[Location identification items]
..............................
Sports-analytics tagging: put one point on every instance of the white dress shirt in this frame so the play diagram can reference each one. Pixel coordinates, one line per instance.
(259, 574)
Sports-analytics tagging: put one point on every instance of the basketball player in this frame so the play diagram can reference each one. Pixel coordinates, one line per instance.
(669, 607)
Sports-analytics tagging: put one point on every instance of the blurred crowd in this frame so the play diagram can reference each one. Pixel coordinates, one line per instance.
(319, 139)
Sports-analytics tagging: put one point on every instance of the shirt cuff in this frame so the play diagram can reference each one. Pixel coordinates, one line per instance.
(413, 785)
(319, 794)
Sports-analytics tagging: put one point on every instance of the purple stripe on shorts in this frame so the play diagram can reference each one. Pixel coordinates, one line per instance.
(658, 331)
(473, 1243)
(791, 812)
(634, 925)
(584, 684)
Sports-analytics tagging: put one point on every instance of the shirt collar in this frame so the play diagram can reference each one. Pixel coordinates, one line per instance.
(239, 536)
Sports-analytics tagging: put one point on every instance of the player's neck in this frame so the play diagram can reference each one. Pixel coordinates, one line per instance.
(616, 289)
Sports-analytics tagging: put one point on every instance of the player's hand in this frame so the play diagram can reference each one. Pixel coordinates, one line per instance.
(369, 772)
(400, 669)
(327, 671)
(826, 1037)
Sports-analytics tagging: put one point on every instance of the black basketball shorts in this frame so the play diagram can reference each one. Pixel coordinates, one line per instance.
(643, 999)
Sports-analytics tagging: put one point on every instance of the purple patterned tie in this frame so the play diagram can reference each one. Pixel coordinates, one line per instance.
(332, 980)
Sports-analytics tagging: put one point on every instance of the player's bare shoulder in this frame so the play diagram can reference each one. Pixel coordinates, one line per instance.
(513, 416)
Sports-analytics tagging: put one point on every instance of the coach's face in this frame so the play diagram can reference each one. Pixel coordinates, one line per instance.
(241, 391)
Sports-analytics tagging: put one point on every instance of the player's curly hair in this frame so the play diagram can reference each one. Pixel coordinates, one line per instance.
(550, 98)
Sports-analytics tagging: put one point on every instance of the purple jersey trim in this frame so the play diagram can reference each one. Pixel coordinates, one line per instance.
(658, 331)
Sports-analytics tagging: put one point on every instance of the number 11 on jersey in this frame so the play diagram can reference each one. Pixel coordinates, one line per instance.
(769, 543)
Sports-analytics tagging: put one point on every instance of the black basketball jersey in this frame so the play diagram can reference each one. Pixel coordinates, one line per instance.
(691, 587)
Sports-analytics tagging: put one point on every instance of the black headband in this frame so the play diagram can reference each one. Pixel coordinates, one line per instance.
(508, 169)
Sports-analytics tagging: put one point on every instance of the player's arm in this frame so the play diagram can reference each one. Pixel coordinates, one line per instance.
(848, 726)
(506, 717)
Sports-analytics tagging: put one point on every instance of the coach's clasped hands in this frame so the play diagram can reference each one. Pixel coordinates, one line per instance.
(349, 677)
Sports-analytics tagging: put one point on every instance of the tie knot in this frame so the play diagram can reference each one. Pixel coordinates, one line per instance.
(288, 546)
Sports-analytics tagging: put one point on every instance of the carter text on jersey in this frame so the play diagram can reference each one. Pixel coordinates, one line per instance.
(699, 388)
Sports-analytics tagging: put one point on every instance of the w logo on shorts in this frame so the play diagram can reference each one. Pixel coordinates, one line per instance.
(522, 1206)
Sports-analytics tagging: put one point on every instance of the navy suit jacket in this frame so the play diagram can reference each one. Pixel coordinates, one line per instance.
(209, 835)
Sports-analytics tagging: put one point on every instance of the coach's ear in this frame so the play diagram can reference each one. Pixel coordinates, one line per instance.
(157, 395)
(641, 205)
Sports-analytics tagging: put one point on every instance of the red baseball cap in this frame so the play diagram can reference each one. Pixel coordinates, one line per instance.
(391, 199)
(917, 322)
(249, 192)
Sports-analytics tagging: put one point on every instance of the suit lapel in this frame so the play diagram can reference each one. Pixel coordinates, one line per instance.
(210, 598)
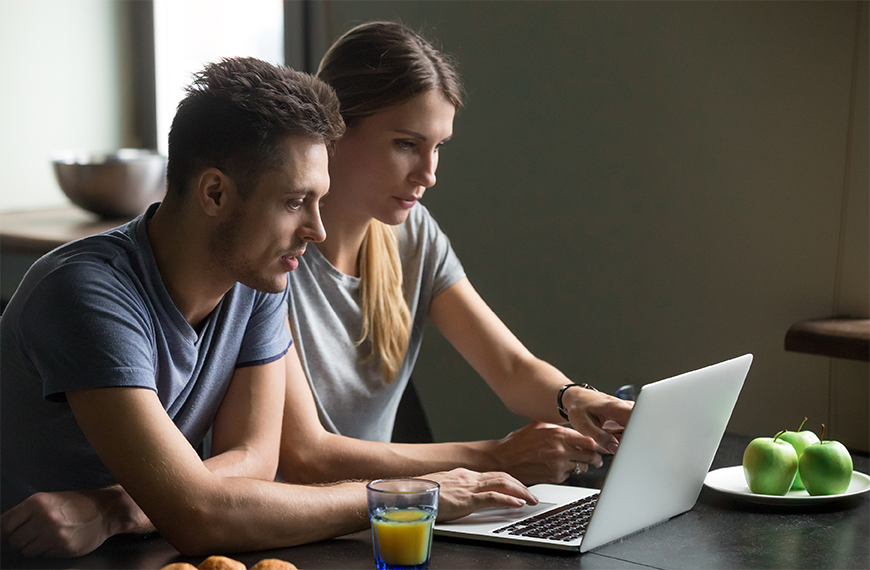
..............................
STATED TASK: Extract every line of the rows above that contains the string "suit", treating uppercase and lowercase as different.

SOLUTION TO THIS EXERCISE:
Sports-analytics tagging: put one point on every instance of the navy suit jacket in this frame so the play diagram can reference each one. Pixel coordinates, one line per instance.
Sports-analytics tagging: put one point on every instance of the suit lapel in this frame so the play diagram can reference each one. Pixel coordinates, one line per instance.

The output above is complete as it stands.